## Textauszug
★ ★ ★ ★ ★ ★ ★

Josef Pieper (1904–1997) gilt als einer der bedeutendsten christlichen Philosophen des 20. Jahrhunderts. Er ist vor allem für seine thomistisch-philosophischen Arbeiten bekannt. Hier sollen allerdings seine beiden autobiografischen Werke Noch wusste es niemand und Nicht aller Tage Abend im Mittelpunkt stehen.
Das erste wurde erstmals 1976 veröffentlicht, der zweite Band Nicht aller Tage Abend, der die Jahre von 1945 bis 1964 behandelt, erschien erstmals 1979. 1988 wurden mit Eine Geschichte wie ein Strahl noch die Aufzeichnungen 1964 bis 1984 veröffentlicht, auf die ich hier aber nicht eingehen werde.
Piepers autobiografische Schriften sind nicht nur persönliche Erinnerungen, sondern auch philosophische und literarische Meisterwerke, in denen sich sein Leben, sein Denken und vor allem sein Verständnis von Hoffnung widerspiegeln.
Man könnte ihn selbst getrost als einen "Pilger der Hoffnung" bezeichnen. Pieper versteht es meisterhaft, komplexe theologische und philosophische Gedanken in eine poetische Sprache zu kleiden – eine Sprache, die geprägt ist von Klarheit und Tiefe, von erzählerischer Lebendigkeit, die dennoch eine tiefe Ruhe ausstrahlt.
Josef Piepers Herkunft aus einem katholisch geprägten Elternhaus und die Erziehung in einem Umfeld von Bildung und Glauben legten den Grundstein für sein späteres philosophisches, literarisches und theologisches Interesse. Pieper studierte Philosophie, Rechtswissenschaft und Soziologie in Münster und Berlin. Besonders prägend war seine intensive Auseinandersetzung mit der scholastischen Philosophie, vor allem mit Thomas von Aquin, dessen Denken er zeitlebens als Fundament seiner eigenen Philosophie betrachtete.

★ ★ ★ ★ ★ ★ ★

## Ihre Aufgabe
Geben Sie aus dem Text über Josef Pieper alles ab „Josef Pieper (1904–1997)“ bis einschließlich „nicht eingehen werde.“ wortgetreu aus.

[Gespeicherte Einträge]
★ ★ ★ ★ ★ ★ ★

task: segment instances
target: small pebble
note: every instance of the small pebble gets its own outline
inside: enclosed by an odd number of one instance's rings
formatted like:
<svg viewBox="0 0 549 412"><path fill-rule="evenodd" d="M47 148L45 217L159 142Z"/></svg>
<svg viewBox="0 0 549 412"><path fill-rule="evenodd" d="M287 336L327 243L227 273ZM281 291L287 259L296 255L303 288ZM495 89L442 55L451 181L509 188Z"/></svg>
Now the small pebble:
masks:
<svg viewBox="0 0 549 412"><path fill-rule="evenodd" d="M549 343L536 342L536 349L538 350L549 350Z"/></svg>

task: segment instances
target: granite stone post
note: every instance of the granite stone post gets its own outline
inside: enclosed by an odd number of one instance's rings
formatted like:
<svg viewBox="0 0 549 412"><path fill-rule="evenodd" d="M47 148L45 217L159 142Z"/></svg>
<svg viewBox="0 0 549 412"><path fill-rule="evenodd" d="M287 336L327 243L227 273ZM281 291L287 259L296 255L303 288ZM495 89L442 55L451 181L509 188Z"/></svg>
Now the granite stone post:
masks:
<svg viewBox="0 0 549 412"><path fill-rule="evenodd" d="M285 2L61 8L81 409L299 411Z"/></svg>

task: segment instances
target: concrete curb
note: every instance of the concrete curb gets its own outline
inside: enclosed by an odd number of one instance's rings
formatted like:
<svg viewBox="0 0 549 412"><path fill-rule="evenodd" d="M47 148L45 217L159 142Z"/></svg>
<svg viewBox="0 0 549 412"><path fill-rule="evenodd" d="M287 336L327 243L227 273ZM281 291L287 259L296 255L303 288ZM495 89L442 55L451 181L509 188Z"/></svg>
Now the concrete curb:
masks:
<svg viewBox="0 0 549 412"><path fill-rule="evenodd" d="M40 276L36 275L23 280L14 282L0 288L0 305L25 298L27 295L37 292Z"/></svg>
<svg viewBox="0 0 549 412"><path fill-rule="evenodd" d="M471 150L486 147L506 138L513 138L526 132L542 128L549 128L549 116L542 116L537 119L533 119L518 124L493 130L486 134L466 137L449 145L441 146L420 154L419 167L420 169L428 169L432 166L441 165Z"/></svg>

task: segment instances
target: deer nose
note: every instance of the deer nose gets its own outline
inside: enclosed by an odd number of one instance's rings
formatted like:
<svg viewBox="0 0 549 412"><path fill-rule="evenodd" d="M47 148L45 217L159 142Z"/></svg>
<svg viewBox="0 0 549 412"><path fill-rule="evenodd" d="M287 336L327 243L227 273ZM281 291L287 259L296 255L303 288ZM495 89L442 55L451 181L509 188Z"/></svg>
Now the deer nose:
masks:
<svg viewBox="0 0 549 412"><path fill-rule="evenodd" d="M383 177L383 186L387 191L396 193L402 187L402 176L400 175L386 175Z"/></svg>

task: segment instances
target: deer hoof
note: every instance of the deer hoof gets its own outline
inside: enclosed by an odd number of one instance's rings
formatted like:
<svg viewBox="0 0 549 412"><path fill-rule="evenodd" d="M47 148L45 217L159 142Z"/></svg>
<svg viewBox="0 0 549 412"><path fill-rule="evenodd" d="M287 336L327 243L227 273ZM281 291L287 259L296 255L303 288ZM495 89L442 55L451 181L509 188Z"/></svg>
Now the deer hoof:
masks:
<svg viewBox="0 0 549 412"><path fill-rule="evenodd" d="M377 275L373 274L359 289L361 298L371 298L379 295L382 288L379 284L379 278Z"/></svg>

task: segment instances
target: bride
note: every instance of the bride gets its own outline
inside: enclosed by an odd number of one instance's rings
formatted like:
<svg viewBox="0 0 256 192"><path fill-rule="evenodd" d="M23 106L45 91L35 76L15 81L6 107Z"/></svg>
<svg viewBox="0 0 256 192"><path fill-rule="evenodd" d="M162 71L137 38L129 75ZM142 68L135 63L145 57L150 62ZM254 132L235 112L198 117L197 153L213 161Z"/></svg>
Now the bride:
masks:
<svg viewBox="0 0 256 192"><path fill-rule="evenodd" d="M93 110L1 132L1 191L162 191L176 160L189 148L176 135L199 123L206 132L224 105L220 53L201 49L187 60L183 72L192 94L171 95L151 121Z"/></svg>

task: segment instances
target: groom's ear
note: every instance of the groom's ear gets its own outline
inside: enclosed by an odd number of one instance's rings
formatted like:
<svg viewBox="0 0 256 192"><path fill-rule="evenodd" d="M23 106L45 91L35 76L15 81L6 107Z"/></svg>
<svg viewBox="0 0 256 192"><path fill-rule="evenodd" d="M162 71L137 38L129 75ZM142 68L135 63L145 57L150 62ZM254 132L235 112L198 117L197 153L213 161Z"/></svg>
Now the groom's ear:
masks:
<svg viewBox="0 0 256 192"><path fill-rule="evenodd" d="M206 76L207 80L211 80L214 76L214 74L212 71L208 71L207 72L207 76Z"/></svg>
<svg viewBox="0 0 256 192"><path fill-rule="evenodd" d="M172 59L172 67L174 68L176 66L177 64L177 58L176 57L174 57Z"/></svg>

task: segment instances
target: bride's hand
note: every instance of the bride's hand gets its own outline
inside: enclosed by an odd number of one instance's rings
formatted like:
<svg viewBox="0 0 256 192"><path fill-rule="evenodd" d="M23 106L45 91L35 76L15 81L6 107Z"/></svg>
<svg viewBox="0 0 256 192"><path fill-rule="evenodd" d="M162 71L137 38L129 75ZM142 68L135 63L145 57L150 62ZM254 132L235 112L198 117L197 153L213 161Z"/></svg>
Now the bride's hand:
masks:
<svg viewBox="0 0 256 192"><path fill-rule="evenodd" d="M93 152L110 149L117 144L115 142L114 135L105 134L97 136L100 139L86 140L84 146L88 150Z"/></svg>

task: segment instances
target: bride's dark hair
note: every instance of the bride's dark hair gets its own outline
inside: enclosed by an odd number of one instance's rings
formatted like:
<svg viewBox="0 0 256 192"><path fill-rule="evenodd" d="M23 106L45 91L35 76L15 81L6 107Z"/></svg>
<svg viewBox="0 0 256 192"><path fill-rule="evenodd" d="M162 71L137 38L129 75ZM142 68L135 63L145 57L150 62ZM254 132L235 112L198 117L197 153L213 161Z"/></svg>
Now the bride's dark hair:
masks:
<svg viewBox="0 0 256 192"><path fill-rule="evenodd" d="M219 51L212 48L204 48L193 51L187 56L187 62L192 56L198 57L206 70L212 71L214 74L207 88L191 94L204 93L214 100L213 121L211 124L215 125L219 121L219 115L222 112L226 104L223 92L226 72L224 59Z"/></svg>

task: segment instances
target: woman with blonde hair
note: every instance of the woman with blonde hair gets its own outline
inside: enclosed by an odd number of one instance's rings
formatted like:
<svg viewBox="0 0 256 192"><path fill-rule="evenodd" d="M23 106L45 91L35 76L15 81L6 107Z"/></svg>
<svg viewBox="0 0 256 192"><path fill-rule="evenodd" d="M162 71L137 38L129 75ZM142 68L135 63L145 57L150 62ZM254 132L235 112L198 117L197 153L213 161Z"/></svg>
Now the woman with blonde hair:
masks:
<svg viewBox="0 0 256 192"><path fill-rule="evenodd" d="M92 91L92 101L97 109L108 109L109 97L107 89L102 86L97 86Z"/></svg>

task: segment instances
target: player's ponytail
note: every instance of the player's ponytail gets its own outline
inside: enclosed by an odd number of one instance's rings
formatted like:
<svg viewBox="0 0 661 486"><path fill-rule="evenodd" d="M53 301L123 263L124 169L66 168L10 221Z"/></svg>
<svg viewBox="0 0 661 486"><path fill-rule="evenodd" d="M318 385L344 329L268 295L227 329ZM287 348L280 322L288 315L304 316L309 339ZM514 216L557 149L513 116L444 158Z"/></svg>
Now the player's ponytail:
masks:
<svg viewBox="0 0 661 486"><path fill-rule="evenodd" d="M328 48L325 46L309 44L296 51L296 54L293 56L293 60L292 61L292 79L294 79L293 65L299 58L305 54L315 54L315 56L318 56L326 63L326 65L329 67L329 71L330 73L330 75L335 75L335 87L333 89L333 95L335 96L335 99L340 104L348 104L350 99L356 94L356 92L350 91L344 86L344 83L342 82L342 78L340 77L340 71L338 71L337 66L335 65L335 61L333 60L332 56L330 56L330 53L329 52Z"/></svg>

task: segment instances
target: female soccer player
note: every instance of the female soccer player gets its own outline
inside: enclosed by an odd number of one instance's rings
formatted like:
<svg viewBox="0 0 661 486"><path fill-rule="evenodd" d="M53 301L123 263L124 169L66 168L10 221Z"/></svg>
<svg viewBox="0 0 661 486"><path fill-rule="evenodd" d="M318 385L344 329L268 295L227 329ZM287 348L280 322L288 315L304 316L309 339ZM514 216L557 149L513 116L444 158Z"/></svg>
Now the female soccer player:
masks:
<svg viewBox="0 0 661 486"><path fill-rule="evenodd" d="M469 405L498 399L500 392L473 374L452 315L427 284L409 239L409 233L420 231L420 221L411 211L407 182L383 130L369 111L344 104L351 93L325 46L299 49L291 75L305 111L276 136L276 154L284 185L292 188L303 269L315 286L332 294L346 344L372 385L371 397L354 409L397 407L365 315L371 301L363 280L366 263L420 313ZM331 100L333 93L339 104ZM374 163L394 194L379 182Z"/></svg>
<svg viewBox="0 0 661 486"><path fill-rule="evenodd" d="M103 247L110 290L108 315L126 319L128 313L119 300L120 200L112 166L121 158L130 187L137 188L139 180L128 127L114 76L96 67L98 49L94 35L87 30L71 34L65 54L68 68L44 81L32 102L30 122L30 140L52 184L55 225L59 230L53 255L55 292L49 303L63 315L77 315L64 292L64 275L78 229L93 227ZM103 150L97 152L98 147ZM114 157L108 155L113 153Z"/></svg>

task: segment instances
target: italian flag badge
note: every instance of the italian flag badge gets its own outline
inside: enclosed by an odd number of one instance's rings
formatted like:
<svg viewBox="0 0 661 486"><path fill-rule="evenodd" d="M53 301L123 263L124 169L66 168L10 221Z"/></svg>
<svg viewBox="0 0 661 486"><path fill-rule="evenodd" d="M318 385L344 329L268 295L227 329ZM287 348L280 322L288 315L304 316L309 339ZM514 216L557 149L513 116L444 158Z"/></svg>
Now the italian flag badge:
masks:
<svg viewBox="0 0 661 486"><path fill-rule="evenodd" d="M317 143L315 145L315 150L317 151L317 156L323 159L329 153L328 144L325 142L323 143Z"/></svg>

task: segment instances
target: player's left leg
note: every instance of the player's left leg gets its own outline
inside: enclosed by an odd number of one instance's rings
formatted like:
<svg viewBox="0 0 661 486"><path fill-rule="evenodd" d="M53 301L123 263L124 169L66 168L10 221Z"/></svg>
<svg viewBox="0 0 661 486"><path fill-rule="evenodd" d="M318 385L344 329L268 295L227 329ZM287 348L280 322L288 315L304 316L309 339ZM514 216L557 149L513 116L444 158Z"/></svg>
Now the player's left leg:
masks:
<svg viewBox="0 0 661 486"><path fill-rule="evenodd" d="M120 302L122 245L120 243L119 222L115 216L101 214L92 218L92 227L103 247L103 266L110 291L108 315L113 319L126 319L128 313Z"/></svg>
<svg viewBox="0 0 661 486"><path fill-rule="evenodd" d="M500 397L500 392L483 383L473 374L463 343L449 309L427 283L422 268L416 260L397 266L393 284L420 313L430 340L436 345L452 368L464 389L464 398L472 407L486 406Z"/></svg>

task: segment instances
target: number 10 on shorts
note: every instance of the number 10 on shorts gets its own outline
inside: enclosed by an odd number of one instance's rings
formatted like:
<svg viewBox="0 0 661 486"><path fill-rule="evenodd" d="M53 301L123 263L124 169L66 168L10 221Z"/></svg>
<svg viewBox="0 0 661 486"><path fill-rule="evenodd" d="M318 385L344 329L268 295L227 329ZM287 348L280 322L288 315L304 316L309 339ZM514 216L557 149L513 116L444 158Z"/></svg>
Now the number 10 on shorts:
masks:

★ ★ ★ ★ ★ ★ ★

## Ergebnis folgend
Josef Pieper (1904–1997) gilt als einer der bedeutendsten christlichen Philosophen des 20. Jahrhunderts. Er ist vor allem für seine thomistisch-philosophischen Arbeiten bekannt. Hier sollen allerdings seine beiden autobiografischen Werke Noch wusste es niemand und Nicht aller Tage Abend im Mittelpunkt stehen.
Das erste wurde erstmals 1976 veröffentlicht, der zweite Band Nicht aller Tage Abend, der die Jahre von 1945 bis 1964 behandelt, erschien erstmals 1979. 1988 wurden mit Eine Geschichte wie ein Strahl noch die Aufzeichnungen 1964 bis 1984 veröffentlicht, auf die ich hier aber nicht eingehen werde.